Your answer should consist of every line from the records that holds the string "keypoint".
*** Data excerpts Section Begins ***
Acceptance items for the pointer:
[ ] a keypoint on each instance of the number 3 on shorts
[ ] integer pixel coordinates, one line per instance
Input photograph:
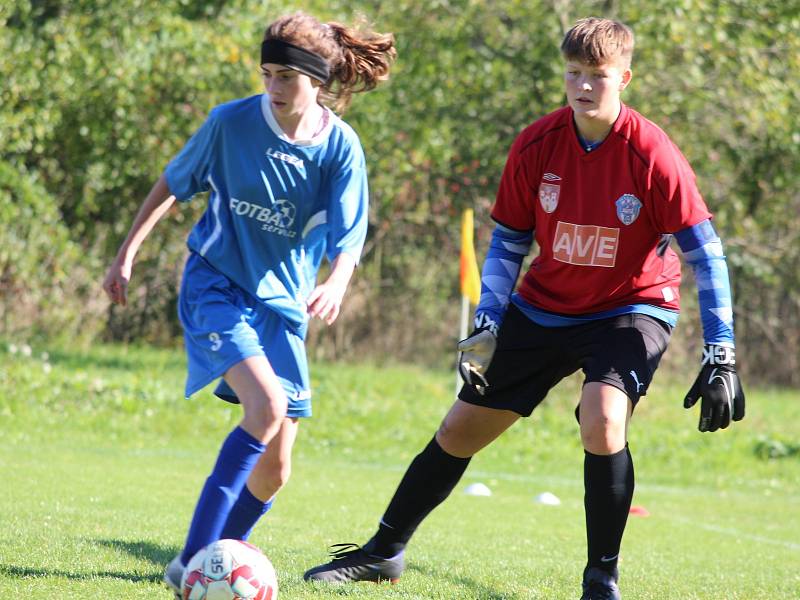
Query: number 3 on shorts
(216, 341)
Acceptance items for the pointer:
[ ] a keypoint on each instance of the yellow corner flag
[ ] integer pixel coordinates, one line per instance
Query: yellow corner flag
(470, 277)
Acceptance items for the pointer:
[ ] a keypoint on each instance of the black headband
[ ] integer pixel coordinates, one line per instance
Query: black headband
(283, 53)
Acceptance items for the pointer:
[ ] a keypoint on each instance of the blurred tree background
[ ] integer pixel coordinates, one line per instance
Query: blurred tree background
(96, 97)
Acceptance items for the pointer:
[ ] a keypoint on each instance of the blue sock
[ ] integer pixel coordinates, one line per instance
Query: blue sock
(244, 515)
(239, 453)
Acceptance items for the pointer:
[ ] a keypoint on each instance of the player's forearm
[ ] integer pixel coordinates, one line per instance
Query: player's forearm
(702, 249)
(154, 207)
(499, 275)
(342, 270)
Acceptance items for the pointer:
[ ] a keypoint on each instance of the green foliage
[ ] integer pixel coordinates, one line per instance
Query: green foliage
(43, 275)
(99, 95)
*** Data excerpts Section Ends ***
> Response:
[ ] a keypoint on each instance of the number 3 on shorts
[ ] a keypoint on each instance of the yellow corner flag
[ ] a keypoint on each instance of the black headband
[ ] a keypoint on each instance of the blurred tree background
[ ] a keypoint on each instance of the blue sock
[ ] a keypoint on each instance of the player's forearm
[ ] a keypoint on each instance of the green foliage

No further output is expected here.